_Requirements_
Copy only those lines which run from the line containing "For every instance of the road" to the end of the entries below, both inclusive, exactly as written and with no pictures.

_Records for the task_
───

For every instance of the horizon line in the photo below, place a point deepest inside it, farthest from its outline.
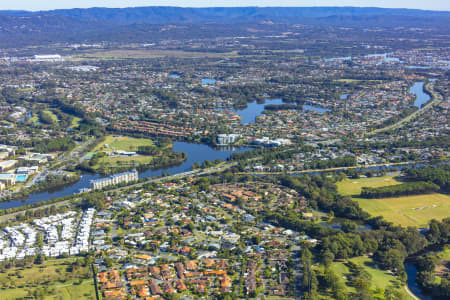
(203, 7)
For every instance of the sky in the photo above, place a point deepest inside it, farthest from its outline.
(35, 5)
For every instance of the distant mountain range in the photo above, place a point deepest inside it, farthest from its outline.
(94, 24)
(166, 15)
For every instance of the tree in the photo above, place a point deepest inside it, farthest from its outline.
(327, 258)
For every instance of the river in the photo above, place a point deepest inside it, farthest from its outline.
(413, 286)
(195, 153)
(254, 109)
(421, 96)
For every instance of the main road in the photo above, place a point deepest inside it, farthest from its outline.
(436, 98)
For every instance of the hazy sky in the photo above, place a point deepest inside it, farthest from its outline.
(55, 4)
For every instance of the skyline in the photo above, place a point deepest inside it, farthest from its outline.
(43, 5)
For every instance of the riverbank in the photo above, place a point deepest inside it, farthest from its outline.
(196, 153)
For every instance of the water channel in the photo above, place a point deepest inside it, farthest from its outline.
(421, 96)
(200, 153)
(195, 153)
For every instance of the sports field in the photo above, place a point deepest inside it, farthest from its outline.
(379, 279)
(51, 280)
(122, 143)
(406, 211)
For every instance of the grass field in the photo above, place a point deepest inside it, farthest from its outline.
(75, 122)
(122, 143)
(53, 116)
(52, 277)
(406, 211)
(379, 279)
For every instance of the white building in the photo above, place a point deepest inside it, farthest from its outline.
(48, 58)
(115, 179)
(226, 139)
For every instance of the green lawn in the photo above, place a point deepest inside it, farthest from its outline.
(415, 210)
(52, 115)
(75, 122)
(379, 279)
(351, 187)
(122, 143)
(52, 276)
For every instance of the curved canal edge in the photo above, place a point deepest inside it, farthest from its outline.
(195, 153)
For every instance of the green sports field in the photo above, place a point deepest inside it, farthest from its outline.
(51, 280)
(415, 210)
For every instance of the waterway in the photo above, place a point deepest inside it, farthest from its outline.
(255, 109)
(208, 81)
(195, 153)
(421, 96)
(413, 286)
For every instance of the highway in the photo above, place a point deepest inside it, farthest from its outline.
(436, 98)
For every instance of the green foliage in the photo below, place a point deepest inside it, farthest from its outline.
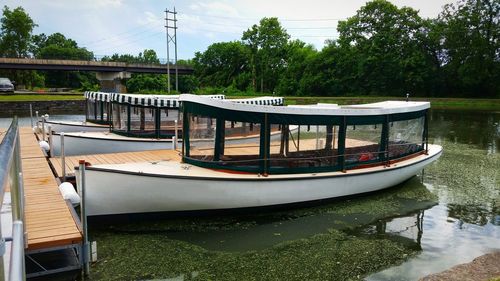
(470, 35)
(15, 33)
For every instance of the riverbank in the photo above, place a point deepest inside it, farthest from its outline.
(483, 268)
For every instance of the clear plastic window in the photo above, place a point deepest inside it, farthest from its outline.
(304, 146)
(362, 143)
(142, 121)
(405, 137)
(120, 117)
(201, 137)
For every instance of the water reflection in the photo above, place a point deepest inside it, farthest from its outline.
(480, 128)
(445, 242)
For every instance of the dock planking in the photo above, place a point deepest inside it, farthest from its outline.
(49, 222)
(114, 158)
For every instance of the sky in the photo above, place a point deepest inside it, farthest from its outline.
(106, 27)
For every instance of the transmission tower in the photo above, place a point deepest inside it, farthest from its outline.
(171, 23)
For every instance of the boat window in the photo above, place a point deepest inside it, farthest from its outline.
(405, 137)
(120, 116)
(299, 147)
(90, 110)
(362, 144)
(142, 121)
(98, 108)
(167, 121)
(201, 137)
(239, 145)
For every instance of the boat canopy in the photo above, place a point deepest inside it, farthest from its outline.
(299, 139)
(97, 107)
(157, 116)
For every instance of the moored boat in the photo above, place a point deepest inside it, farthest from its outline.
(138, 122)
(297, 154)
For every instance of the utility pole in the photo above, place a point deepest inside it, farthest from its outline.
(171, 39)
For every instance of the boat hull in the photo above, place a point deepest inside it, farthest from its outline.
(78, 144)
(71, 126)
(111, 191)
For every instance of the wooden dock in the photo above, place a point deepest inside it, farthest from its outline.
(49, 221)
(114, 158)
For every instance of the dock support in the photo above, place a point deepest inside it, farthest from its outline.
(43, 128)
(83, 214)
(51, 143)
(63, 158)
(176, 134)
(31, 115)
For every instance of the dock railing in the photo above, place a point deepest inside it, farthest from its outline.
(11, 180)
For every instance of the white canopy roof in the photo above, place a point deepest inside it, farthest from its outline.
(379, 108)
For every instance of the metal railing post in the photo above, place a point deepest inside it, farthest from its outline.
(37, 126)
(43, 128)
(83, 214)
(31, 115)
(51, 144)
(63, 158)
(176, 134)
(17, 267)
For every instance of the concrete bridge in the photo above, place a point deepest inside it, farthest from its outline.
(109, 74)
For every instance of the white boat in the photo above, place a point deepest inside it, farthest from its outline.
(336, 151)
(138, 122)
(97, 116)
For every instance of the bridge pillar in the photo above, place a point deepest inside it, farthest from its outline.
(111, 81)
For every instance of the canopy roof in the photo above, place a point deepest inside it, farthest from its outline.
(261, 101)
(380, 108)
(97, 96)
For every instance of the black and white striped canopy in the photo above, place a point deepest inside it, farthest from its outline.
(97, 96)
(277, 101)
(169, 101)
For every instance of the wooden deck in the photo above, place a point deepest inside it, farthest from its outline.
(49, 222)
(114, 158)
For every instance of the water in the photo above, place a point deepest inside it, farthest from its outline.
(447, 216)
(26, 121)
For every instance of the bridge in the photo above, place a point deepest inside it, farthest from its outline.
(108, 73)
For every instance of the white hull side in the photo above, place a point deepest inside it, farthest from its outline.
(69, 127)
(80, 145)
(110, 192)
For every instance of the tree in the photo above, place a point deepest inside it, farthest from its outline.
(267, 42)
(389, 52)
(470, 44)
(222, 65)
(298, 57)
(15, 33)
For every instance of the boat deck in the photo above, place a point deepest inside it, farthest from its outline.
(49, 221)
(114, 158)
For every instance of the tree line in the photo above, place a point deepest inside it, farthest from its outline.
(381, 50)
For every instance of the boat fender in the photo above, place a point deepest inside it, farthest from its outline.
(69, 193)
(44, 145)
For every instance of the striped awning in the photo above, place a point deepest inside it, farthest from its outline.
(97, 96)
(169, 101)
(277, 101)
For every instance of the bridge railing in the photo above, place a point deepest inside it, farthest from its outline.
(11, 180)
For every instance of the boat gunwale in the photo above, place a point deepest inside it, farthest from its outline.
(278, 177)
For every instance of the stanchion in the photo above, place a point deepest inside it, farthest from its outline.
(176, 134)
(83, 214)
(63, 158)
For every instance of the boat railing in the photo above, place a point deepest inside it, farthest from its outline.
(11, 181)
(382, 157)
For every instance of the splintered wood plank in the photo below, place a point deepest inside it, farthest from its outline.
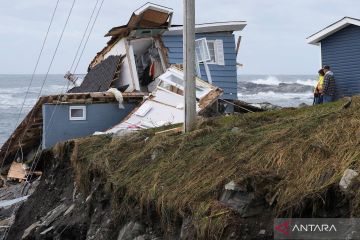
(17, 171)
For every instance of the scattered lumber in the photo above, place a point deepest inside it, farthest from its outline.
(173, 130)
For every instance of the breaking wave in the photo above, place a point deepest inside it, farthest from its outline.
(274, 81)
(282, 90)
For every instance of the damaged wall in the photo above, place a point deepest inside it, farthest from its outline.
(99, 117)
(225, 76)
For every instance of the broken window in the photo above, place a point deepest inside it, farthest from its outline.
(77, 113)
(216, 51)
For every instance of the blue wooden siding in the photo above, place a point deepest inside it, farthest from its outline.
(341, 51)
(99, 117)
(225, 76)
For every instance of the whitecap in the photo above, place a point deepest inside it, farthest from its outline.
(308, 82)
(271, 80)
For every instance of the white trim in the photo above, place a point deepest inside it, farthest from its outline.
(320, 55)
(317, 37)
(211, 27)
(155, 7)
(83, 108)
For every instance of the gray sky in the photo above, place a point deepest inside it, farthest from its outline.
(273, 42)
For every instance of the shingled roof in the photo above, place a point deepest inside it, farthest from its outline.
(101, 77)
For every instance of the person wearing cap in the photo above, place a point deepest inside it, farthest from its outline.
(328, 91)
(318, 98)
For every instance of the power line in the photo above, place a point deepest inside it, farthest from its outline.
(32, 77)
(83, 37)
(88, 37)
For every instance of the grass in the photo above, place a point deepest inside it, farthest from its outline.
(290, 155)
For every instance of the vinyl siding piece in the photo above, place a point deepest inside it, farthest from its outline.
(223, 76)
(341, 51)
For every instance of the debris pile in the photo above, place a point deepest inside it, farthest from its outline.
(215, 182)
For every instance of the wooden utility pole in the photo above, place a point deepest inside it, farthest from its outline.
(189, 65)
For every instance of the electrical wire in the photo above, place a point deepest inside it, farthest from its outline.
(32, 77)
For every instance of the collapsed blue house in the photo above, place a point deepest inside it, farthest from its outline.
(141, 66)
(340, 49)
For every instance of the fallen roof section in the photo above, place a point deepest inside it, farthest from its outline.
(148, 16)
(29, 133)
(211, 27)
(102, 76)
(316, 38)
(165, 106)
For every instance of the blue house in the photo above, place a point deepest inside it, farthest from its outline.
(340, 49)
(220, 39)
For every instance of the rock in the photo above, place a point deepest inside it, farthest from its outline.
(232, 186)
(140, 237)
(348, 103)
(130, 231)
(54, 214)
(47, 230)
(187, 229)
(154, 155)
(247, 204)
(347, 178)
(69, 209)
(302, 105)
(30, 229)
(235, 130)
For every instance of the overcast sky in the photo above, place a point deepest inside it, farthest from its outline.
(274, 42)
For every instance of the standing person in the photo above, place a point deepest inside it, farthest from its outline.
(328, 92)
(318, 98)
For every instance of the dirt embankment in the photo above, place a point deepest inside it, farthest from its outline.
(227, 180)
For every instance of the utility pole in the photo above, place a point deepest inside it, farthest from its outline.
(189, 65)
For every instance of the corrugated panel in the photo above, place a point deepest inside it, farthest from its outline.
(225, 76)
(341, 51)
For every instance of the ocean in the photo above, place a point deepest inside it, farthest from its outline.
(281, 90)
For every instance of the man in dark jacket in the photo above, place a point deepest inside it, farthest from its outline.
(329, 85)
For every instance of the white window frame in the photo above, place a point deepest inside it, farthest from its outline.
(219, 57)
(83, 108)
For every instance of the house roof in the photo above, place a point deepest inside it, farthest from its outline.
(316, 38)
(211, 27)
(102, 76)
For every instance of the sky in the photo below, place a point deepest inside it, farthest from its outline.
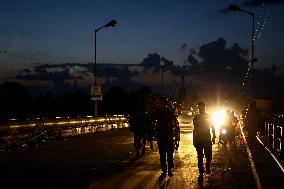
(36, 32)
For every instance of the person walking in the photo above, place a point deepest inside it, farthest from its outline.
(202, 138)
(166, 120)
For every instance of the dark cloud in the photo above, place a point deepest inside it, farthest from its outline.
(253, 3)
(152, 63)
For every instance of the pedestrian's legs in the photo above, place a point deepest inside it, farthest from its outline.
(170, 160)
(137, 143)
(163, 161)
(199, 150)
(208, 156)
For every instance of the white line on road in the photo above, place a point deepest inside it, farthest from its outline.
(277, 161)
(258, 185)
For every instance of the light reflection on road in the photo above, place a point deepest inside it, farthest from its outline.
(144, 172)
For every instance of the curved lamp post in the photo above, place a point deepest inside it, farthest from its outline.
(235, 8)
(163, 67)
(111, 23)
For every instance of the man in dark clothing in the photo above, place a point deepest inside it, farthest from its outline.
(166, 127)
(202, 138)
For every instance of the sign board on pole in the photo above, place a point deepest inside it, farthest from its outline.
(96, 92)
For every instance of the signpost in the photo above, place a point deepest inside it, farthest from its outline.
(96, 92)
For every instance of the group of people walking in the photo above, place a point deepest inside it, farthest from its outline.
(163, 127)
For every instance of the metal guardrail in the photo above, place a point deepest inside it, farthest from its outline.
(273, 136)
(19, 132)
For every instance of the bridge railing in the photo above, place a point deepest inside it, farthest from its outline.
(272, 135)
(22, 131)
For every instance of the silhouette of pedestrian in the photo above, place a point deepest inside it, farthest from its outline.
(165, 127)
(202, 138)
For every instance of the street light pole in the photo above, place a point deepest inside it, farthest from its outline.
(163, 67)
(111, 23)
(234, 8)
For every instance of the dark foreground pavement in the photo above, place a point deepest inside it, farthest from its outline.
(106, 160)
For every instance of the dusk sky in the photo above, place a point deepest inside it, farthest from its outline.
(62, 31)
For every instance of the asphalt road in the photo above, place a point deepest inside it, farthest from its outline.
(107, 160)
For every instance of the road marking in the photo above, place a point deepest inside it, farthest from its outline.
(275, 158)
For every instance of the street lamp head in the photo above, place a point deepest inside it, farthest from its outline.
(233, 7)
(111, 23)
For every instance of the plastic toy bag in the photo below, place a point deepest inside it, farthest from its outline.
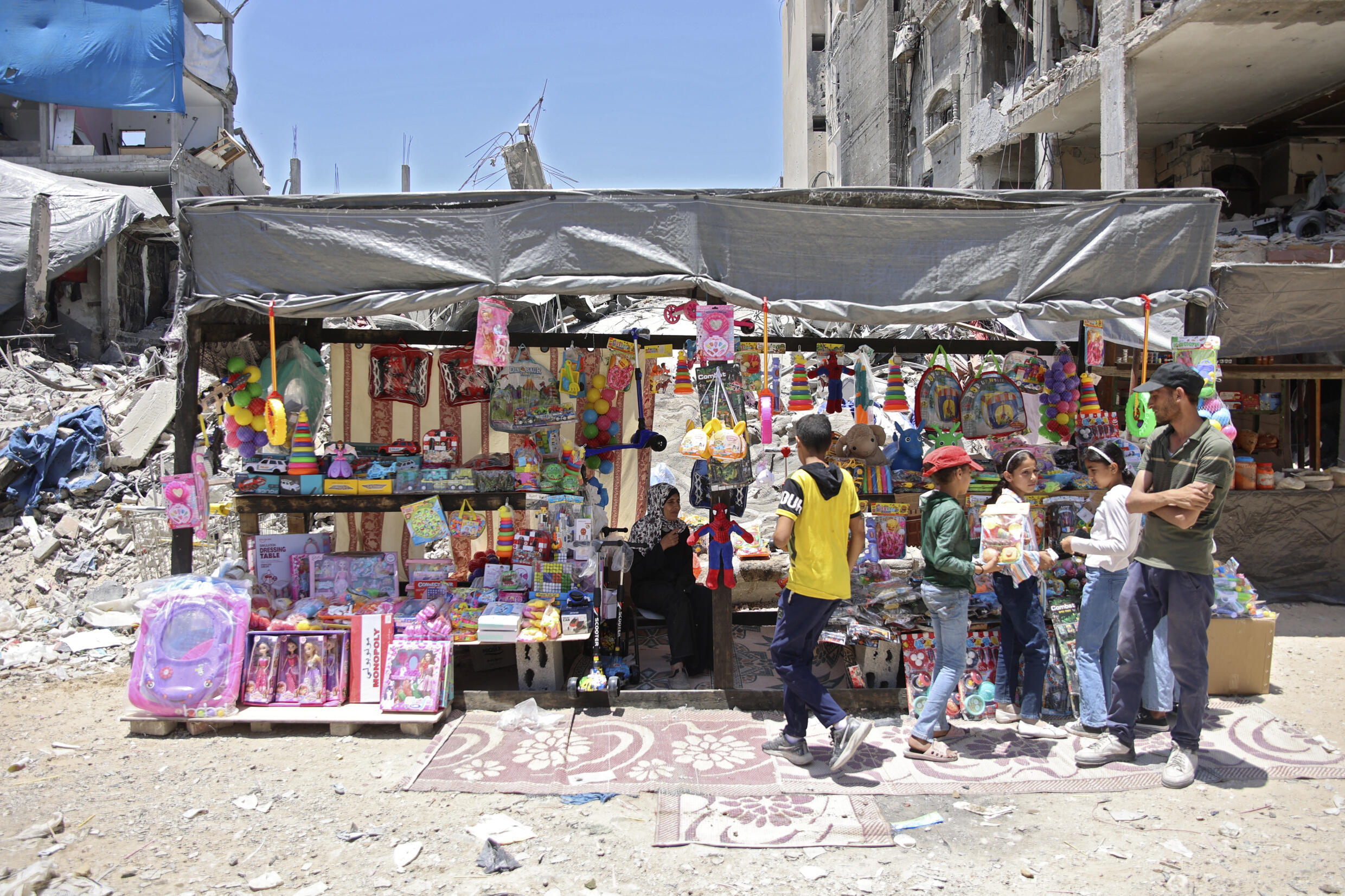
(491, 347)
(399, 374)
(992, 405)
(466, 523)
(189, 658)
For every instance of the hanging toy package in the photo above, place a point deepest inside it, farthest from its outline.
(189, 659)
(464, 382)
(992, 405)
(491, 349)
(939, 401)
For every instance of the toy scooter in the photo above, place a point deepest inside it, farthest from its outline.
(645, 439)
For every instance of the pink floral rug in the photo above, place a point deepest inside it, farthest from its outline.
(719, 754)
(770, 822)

───

_Reply_
For every instance of the road marking in the photo above, place a point deepest inside it, farthest from its outline.
(275, 158)
For every instance of the street lamp head in the photo above, place a point deepest inside it, farthest from its outline.
(233, 7)
(111, 23)
For every instance of the plastic toy bag in the photo below, place a point deepest inside it, farthest from its outline.
(491, 347)
(399, 374)
(992, 405)
(466, 523)
(189, 658)
For every instance of the hanging toy package in the photo above, place a point deepest inside it, farthest from its outline.
(189, 659)
(464, 382)
(992, 405)
(491, 349)
(939, 401)
For every instance of the toy scooter in the photo above, place a point deepest inside it, farthest from its outline.
(645, 439)
For every instance of the pink floral rug in the photo above, place a point deepest inside it, farthest from its outline.
(719, 754)
(770, 822)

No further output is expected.